Your answer should be the lines of the data below that contain "every".

[Supplied data — start]

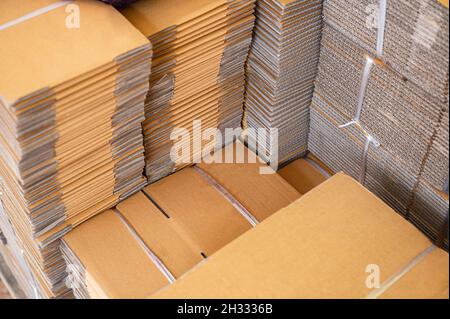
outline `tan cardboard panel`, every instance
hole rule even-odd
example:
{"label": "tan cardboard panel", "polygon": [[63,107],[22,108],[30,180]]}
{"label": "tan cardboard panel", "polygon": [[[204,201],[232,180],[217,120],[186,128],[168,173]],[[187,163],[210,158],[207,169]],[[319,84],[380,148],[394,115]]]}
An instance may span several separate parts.
{"label": "tan cardboard panel", "polygon": [[366,285],[369,265],[379,267],[383,283],[430,245],[340,173],[154,297],[365,298],[373,291]]}
{"label": "tan cardboard panel", "polygon": [[301,158],[278,171],[300,194],[306,194],[327,180],[327,176],[313,164]]}
{"label": "tan cardboard panel", "polygon": [[184,238],[190,238],[192,245],[207,256],[251,227],[193,168],[170,175],[144,191],[179,225],[179,231],[186,234]]}
{"label": "tan cardboard panel", "polygon": [[175,278],[203,260],[202,247],[185,238],[176,218],[166,217],[143,192],[120,203],[117,209]]}
{"label": "tan cardboard panel", "polygon": [[448,253],[436,249],[410,272],[399,279],[381,299],[449,298]]}
{"label": "tan cardboard panel", "polygon": [[64,240],[110,298],[139,298],[168,284],[113,211],[80,225]]}
{"label": "tan cardboard panel", "polygon": [[[261,174],[260,168],[267,167],[259,159],[249,161],[249,151],[240,142],[228,145],[214,155],[216,161],[198,166],[230,192],[258,221],[263,221],[276,211],[286,207],[301,194],[278,174]],[[245,155],[243,163],[236,158],[236,151]],[[225,162],[226,154],[233,154],[232,163]],[[256,155],[254,155],[256,158]]]}
{"label": "tan cardboard panel", "polygon": [[[48,1],[42,4],[45,6]],[[83,14],[83,27],[79,29],[65,26],[67,13],[61,7],[1,32],[4,58],[0,62],[0,86],[7,101],[13,103],[42,88],[81,76],[148,43],[112,7],[94,1],[78,1],[77,5]],[[27,58],[14,62],[21,56]],[[28,76],[30,73],[34,76]]]}
{"label": "tan cardboard panel", "polygon": [[[224,0],[155,0],[140,1],[121,12],[145,36],[202,16],[223,4]],[[154,17],[157,17],[155,19]]]}

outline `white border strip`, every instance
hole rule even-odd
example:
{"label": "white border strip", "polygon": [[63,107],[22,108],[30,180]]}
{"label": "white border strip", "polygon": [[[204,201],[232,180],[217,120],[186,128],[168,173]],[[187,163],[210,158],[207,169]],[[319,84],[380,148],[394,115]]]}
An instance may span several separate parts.
{"label": "white border strip", "polygon": [[116,213],[116,215],[120,218],[120,220],[124,223],[124,225],[127,227],[130,234],[136,239],[138,244],[141,246],[141,248],[144,250],[144,252],[147,254],[147,256],[150,258],[150,260],[153,262],[153,264],[156,266],[156,268],[161,271],[161,273],[167,278],[169,283],[173,284],[176,281],[175,276],[170,272],[170,270],[164,265],[161,259],[159,259],[158,256],[155,255],[155,253],[147,246],[147,244],[144,242],[144,240],[139,236],[139,234],[136,232],[136,230],[133,228],[133,226],[128,222],[128,220],[122,215],[122,213],[117,209],[113,209],[113,211]]}
{"label": "white border strip", "polygon": [[222,185],[211,177],[207,172],[202,170],[197,165],[194,169],[212,186],[214,187],[249,223],[252,227],[256,227],[259,221],[253,216],[230,192],[228,192]]}
{"label": "white border strip", "polygon": [[73,2],[73,1],[59,1],[59,2],[55,2],[55,3],[51,4],[51,5],[48,5],[46,7],[43,7],[43,8],[37,9],[35,11],[32,11],[32,12],[30,12],[30,13],[28,13],[28,14],[20,17],[20,18],[11,20],[9,22],[6,22],[6,23],[0,25],[0,31],[6,30],[8,28],[11,28],[11,27],[13,27],[15,25],[18,25],[18,24],[20,24],[22,22],[25,22],[27,20],[33,19],[34,17],[43,15],[43,14],[45,14],[47,12],[52,11],[52,10],[58,9],[58,8],[60,8],[62,6],[65,6],[65,5],[69,4],[69,3],[71,3],[71,2]]}
{"label": "white border strip", "polygon": [[389,277],[385,282],[381,284],[381,287],[378,289],[375,289],[370,294],[366,296],[365,299],[377,299],[380,297],[383,293],[385,293],[389,288],[391,288],[397,281],[403,278],[408,272],[410,272],[415,266],[417,266],[422,260],[425,259],[429,254],[431,254],[437,247],[435,245],[431,245],[427,249],[425,249],[423,252],[421,252],[419,255],[414,257],[403,269],[401,269],[399,272],[393,274],[391,277]]}

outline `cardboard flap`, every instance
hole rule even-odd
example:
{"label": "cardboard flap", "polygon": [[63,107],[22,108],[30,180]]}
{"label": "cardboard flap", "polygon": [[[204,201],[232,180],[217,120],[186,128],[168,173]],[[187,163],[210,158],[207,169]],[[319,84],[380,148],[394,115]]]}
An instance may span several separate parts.
{"label": "cardboard flap", "polygon": [[364,298],[373,291],[366,285],[369,265],[379,267],[383,283],[430,245],[380,199],[340,173],[155,297]]}
{"label": "cardboard flap", "polygon": [[306,194],[327,180],[321,169],[304,158],[286,165],[278,174],[301,194]]}
{"label": "cardboard flap", "polygon": [[381,299],[448,299],[448,253],[435,249],[416,267],[400,278]]}
{"label": "cardboard flap", "polygon": [[170,175],[144,191],[173,219],[184,238],[202,249],[199,254],[210,256],[251,228],[193,168]]}
{"label": "cardboard flap", "polygon": [[[231,154],[231,160],[227,154]],[[216,152],[214,161],[198,166],[230,192],[258,221],[263,221],[301,196],[278,174],[262,174],[260,168],[267,167],[267,164],[261,163],[240,142]]]}
{"label": "cardboard flap", "polygon": [[[30,13],[29,2],[16,1],[17,14]],[[51,4],[44,0],[35,2],[40,7]],[[148,44],[113,7],[98,1],[77,1],[76,5],[81,15],[80,28],[66,27],[68,13],[63,6],[0,32],[0,87],[7,101],[13,103],[40,89],[69,81]],[[2,7],[9,10],[10,6],[2,1],[0,12],[7,11]],[[9,15],[7,18],[10,21]],[[6,20],[3,14],[0,20]]]}
{"label": "cardboard flap", "polygon": [[186,23],[223,4],[226,4],[225,0],[138,1],[121,12],[145,36],[149,37],[171,26]]}
{"label": "cardboard flap", "polygon": [[80,225],[64,240],[110,298],[142,298],[169,283],[114,211]]}
{"label": "cardboard flap", "polygon": [[177,220],[166,217],[143,192],[122,202],[117,209],[175,278],[203,260],[202,248],[186,238],[186,232],[179,231]]}

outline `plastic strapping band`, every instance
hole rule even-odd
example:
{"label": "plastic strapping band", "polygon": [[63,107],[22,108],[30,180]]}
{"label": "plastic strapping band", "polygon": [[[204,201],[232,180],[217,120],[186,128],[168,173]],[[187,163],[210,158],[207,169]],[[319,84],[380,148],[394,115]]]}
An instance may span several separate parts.
{"label": "plastic strapping band", "polygon": [[164,265],[162,260],[159,259],[159,257],[156,256],[155,253],[147,246],[147,244],[144,242],[141,236],[139,236],[139,234],[136,232],[133,226],[128,222],[128,220],[122,215],[122,213],[117,208],[114,209],[114,212],[117,214],[117,216],[119,216],[120,220],[124,223],[124,225],[127,227],[131,235],[136,239],[141,248],[150,258],[150,260],[155,264],[156,268],[158,268],[159,271],[161,271],[161,273],[167,278],[167,280],[171,284],[173,284],[176,281],[175,276],[170,272],[170,270],[166,267],[166,265]]}
{"label": "plastic strapping band", "polygon": [[43,14],[45,14],[47,12],[52,11],[52,10],[58,9],[58,8],[60,8],[62,6],[70,4],[72,2],[73,1],[59,1],[59,2],[52,3],[51,5],[48,5],[46,7],[37,9],[37,10],[35,10],[33,12],[30,12],[30,13],[24,15],[24,16],[21,16],[20,18],[11,20],[9,22],[6,22],[6,23],[0,25],[0,31],[6,30],[8,28],[11,28],[11,27],[13,27],[15,25],[18,25],[18,24],[22,23],[22,22],[25,22],[27,20],[33,19],[35,17],[43,15]]}
{"label": "plastic strapping band", "polygon": [[217,183],[208,173],[202,170],[198,166],[194,166],[194,169],[211,185],[213,186],[233,207],[252,225],[256,227],[259,221],[253,216],[242,204],[234,198],[222,185]]}
{"label": "plastic strapping band", "polygon": [[365,299],[377,299],[383,293],[385,293],[389,288],[391,288],[397,281],[399,281],[403,276],[405,276],[409,271],[411,271],[417,264],[419,264],[422,260],[425,259],[429,254],[431,254],[436,249],[435,245],[431,245],[419,255],[414,257],[403,269],[398,271],[389,277],[385,282],[383,282],[380,288],[373,290],[370,294],[366,296]]}
{"label": "plastic strapping band", "polygon": [[364,145],[364,150],[362,154],[362,160],[361,160],[361,171],[359,173],[359,182],[364,185],[365,179],[366,179],[366,172],[367,172],[367,157],[369,155],[369,149],[370,145],[373,145],[375,147],[380,147],[380,142],[376,138],[374,138],[372,135],[367,135],[366,144]]}
{"label": "plastic strapping band", "polygon": [[361,119],[362,108],[364,105],[364,98],[366,97],[367,85],[369,84],[370,71],[372,70],[373,63],[374,60],[371,57],[367,57],[366,66],[364,67],[361,79],[361,86],[359,88],[358,105],[356,106],[355,116],[350,122],[340,125],[339,128],[345,128],[350,125],[359,124],[359,120]]}
{"label": "plastic strapping band", "polygon": [[377,56],[383,55],[384,33],[386,29],[387,0],[380,0],[378,8]]}
{"label": "plastic strapping band", "polygon": [[330,178],[331,174],[328,173],[322,166],[320,166],[316,161],[310,159],[309,157],[305,157],[305,161],[314,166],[325,178]]}
{"label": "plastic strapping band", "polygon": [[448,176],[447,176],[447,180],[445,181],[445,184],[444,184],[444,192],[448,194]]}

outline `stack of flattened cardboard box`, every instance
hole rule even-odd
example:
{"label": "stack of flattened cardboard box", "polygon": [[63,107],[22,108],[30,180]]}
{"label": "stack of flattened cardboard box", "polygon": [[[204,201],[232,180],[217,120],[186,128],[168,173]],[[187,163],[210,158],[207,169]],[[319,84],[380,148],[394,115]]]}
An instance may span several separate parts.
{"label": "stack of flattened cardboard box", "polygon": [[[317,74],[322,1],[262,0],[256,9],[247,63],[244,128],[249,143],[257,130],[277,137],[258,145],[270,162],[307,152],[309,106]],[[276,144],[275,144],[276,142]],[[264,152],[264,154],[262,154]],[[275,153],[276,152],[276,153]]]}
{"label": "stack of flattened cardboard box", "polygon": [[448,228],[448,17],[432,0],[325,1],[309,135],[327,166],[435,240]]}
{"label": "stack of flattened cardboard box", "polygon": [[[231,150],[248,156],[218,161]],[[256,156],[242,144],[223,154],[147,186],[67,234],[62,250],[75,296],[150,296],[301,196],[280,175],[261,175],[266,164],[249,160]]]}
{"label": "stack of flattened cardboard box", "polygon": [[[150,182],[191,165],[206,146],[220,148],[212,129],[240,128],[253,11],[254,0],[154,0],[122,10],[154,46],[143,125]],[[175,143],[191,151],[174,158]]]}
{"label": "stack of flattened cardboard box", "polygon": [[28,295],[61,297],[58,238],[146,183],[152,49],[94,1],[1,1],[0,42],[0,227]]}

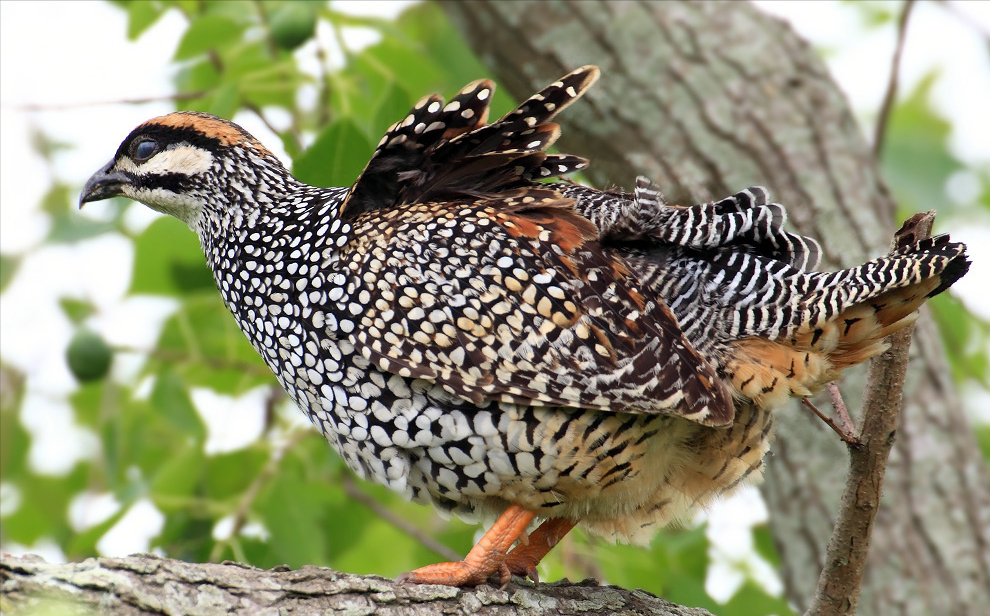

[Supplied data — finish]

• Solution to this task:
outline `tan cardboard panel`, every instance
outline `white border strip`, every instance
outline `cardboard flap`, every instance
outline `plastic strapping band`, every instance
outline `stack of flattened cardboard box`, every instance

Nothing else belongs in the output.